» Exercise brief
Copy each line below holding "black".

=== Dataset records ===

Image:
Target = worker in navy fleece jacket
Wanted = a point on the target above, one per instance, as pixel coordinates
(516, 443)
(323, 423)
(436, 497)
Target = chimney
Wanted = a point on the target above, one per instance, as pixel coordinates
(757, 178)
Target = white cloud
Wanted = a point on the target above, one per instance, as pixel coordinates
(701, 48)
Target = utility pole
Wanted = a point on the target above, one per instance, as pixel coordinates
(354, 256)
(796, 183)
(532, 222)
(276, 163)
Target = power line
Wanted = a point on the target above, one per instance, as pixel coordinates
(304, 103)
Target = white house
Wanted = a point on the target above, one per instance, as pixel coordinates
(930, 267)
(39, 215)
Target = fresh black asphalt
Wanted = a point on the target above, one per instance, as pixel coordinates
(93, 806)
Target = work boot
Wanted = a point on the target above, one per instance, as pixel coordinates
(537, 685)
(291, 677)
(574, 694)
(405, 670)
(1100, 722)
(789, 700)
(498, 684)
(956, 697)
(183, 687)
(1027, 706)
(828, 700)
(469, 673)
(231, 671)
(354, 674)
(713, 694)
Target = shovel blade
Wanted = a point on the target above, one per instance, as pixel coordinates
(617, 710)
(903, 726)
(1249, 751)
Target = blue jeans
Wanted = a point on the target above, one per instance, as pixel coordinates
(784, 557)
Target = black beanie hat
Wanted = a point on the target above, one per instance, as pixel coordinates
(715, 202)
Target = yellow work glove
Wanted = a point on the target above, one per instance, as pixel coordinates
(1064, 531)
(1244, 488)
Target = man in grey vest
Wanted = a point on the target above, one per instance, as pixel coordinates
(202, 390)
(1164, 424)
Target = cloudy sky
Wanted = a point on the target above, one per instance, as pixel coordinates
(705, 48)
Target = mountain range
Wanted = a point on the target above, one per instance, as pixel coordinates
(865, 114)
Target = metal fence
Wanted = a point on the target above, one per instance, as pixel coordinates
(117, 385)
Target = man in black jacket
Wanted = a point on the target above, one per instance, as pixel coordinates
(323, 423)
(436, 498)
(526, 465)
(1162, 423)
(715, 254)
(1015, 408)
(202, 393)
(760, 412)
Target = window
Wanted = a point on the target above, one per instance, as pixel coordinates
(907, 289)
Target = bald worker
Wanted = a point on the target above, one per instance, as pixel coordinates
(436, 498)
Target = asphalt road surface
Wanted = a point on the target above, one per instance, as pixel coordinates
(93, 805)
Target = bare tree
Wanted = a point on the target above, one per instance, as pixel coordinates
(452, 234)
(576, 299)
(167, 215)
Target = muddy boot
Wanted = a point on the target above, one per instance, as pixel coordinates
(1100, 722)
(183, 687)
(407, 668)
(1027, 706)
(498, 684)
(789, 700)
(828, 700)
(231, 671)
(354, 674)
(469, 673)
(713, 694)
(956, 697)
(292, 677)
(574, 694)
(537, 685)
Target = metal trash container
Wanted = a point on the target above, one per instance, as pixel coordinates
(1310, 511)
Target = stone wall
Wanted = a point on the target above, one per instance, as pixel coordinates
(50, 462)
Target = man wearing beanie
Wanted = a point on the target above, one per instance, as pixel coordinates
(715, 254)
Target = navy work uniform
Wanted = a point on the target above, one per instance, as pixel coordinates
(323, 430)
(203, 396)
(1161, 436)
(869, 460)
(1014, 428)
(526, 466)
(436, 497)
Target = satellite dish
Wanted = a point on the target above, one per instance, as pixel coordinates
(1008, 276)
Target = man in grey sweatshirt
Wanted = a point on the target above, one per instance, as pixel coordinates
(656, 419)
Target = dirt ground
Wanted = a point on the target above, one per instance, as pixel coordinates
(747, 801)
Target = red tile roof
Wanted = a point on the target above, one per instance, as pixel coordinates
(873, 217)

===

» Final answer
Target = fresh black asphalt
Target = black beanie hat
Target = man in black jacket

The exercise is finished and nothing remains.